### [EXERCISE INSTRUCTIONS]
With the pictures removed, write out the full listing below exactly.

### [DATA FOR ANALYSIS]
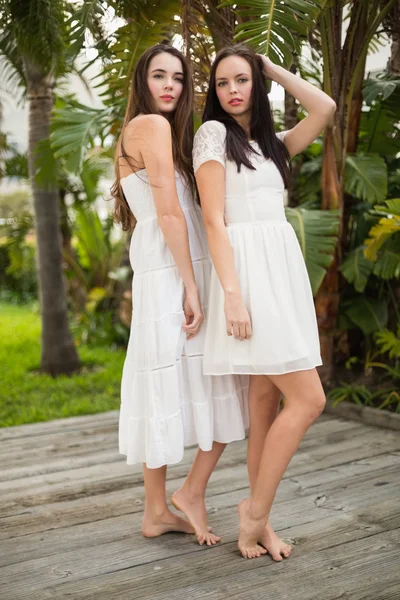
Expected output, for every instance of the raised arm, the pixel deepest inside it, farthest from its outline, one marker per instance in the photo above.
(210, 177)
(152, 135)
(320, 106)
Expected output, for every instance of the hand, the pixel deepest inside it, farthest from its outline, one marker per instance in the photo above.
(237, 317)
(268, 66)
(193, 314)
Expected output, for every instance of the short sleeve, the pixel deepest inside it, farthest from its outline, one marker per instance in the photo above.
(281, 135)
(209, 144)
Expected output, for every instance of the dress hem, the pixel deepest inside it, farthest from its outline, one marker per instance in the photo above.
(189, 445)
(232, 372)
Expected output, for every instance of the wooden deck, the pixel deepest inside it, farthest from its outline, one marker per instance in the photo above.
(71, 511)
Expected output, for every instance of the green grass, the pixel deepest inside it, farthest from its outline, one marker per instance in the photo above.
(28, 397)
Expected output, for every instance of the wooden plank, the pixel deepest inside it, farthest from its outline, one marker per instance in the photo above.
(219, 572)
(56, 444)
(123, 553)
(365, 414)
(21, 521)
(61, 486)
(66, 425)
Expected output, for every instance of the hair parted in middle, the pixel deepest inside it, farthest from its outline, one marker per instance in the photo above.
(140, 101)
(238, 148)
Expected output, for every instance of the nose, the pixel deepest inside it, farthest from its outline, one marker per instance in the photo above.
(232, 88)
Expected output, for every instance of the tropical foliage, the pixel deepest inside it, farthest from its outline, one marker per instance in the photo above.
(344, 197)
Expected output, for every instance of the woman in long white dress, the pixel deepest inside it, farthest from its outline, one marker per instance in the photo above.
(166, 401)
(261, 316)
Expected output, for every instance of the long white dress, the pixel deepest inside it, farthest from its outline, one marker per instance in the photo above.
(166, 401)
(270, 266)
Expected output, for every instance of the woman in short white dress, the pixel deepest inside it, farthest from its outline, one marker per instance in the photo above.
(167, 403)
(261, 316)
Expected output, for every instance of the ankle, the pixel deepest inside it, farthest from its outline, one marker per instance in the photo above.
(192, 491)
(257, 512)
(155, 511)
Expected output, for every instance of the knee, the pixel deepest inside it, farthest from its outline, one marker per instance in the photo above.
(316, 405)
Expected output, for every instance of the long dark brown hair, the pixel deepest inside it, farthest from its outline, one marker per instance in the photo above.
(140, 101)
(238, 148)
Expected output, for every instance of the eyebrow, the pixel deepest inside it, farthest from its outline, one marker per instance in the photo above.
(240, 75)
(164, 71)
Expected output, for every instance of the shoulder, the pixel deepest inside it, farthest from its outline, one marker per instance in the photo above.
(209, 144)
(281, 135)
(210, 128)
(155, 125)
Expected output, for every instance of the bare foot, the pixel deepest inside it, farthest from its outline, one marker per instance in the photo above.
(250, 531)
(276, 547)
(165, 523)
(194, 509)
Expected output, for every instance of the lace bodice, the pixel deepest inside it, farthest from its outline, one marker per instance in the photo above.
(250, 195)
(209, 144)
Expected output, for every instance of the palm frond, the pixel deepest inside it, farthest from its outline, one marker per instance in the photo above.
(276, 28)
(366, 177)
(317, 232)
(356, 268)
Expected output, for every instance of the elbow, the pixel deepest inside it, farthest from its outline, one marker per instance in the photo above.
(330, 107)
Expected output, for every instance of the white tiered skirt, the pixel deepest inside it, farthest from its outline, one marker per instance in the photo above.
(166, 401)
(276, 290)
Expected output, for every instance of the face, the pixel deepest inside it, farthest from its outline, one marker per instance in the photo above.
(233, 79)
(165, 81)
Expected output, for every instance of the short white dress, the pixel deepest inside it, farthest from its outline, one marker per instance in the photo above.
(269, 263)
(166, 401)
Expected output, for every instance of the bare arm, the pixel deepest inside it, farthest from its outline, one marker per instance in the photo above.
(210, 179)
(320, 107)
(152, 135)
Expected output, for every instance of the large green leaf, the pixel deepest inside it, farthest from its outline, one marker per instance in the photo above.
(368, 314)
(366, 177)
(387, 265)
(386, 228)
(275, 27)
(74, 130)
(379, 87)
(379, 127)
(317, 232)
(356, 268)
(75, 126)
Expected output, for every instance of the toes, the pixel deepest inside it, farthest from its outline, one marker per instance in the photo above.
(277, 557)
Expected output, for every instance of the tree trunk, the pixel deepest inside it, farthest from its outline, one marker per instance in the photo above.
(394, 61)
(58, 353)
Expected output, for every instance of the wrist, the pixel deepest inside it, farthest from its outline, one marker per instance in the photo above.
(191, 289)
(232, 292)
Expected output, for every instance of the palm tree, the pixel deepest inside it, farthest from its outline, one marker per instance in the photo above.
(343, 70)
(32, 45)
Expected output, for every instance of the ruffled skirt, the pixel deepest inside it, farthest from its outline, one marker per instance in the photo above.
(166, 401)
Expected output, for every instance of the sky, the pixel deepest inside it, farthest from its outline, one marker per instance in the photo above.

### [YOUR SOLUTION]
Expected output, for every instance of the raised arm, the pixel deepest inside it, farthest from its outline, one marker per instance in the photo above.
(210, 177)
(152, 135)
(320, 106)
Expected output, for every instance of the hand, the pixel deepest inside it, farthest from its outline, one marker per instance in the photo above.
(237, 317)
(268, 66)
(193, 314)
Expected output, for every instance of the short sleeve, the pixel deepest inside it, farthest from its outline, one marker per instance in the photo above.
(281, 135)
(209, 144)
Expected output, for every instance of the dress hem, the pixel deepest inside it, farthest from its outline, one marker per instance in the photo above.
(189, 445)
(232, 372)
Expected output, for every instance of the wooden deck, the pixel deepest inside it, farthest from its outline, one marker per instance in the photo above.
(71, 511)
Expected output, for every instance of the green grass, the pixel deepest inside it, farthest from its outline, one marker per instance in the photo above.
(28, 397)
Expected output, for every instance of the wooden plank, the pixel deepest inside it, farthest from its outline, one marker per instance in the photo above.
(219, 572)
(56, 444)
(123, 553)
(365, 414)
(21, 521)
(61, 486)
(66, 425)
Expected output, for every instance of the hair parted in middle, the pixel deepest inside it, farthest from its outline, one marker per instance in the photo above.
(140, 101)
(238, 148)
Expected output, for every instance of the nose, the pixel deepest inside it, farthest from its outline, one marker per instance in the photo above.
(232, 88)
Expected output, for every instance of the tropical foliage, the pixel deepest inside it, farthest from its outline, one marker per instance in the photo above.
(344, 197)
Expected output, for every instance of the woman in long white dress, the pixel deepest inside it, farthest from its outline, one marker per instance in the photo above.
(166, 401)
(261, 316)
Expected output, for every instance of the long white dress, the pixel deepest inside it, farthest from its outline, one marker per instance in the photo above.
(166, 401)
(270, 266)
Expected output, for every instance of the woman in short white dress, the pixel deepest inside it, farthest from its outline, one marker per instance in the photo above.
(167, 403)
(261, 316)
Expected output, for every instance of the ankle, the pixel deepest inside it, farthest from its outline, one marker per instance in the photo above.
(192, 491)
(257, 512)
(155, 511)
Expected output, for every instance of the knee, the pixel deepest inside it, farthest from its outline, one marker per instance in the photo above.
(316, 405)
Expected output, for every instance of the long dark brown hair, the pixel deepest inside it, farthest from its outline, one marker per instance in the photo above.
(140, 101)
(238, 148)
Expected output, for every instance of the eyebrow, the pixel deepest inside it, farthest from its outline, one marker per instance in the photo above.
(240, 75)
(164, 71)
Expected output, for every instance of the shoulder, the pixel deepest inside it, farthest from its outline, one marker per instance in the photo above.
(209, 144)
(281, 135)
(210, 128)
(155, 125)
Expected output, for every instance of the bare foot, the pixel deepest inside it, farthest from its outline, one marker per instance in the photo above.
(250, 531)
(276, 547)
(165, 523)
(194, 509)
Expected output, for every instance of the lace bodice, the pixel deepest inside it, farthest from its outline, one marker per instance in the photo above.
(250, 195)
(209, 144)
Expected output, for every instance of the palm frond, the pixel deepest inside it, farthest from its outline, one marker per instance in the photo above.
(276, 28)
(366, 177)
(317, 232)
(356, 268)
Expected output, for every instance of the elbow, the pixel deepest inside it, farthest from its outline, one marker per instance in the photo above.
(330, 107)
Expected output, for every instance of the white tiered skirt, the pixel deepest inside it, farthest from its outline, one marker per instance in the photo above.
(166, 401)
(276, 290)
Expected output, for every instance of the face, the pixel deepest inside it, farthest from its outline, one marker per instance in the photo above.
(233, 79)
(165, 81)
Expected output, for every instance of the short white dress, the pixel deepest inside it, farthest from its outline, one marker per instance in the photo above.
(269, 263)
(166, 401)
Expected output, for every instance of the bare arm, the pixel deepest inside it, farthest from its outline, one marker per instance in the photo above.
(210, 179)
(320, 107)
(152, 135)
Expected output, for every instance of the large green leaf, the pixel deepest inside it, farthest from its outline, one marker per instance in the photo above.
(368, 314)
(366, 177)
(387, 265)
(386, 228)
(275, 27)
(74, 130)
(379, 87)
(379, 127)
(317, 232)
(356, 268)
(75, 126)
Expected output, for every instance of the toes, the pixel deepest inside it, farthest from its outline, one marker per instance in the photo above.
(277, 557)
Expected output, for every instance of the tree trunk, the pixel deepest inside it, farthest from its outline, one marker per instance in the photo above.
(394, 61)
(58, 353)
Expected output, for every instance of the wrist, the pixel deepest inside it, farthest from its outline, one marker per instance in the photo above.
(191, 289)
(232, 292)
Expected output, for every instance of the palm tree, the pixel deepest inside it, farthest from its outline, one marker per instance in the photo above.
(343, 70)
(32, 45)
Expected output, for every instance of the ruffled skirt, the pixel deepest inside it, farthest from its outline, one marker per instance in the photo above.
(166, 401)
Expected output, for every instance of the sky, the pixel deepest inside it, farthest from its outline, one marker per instance in the photo above.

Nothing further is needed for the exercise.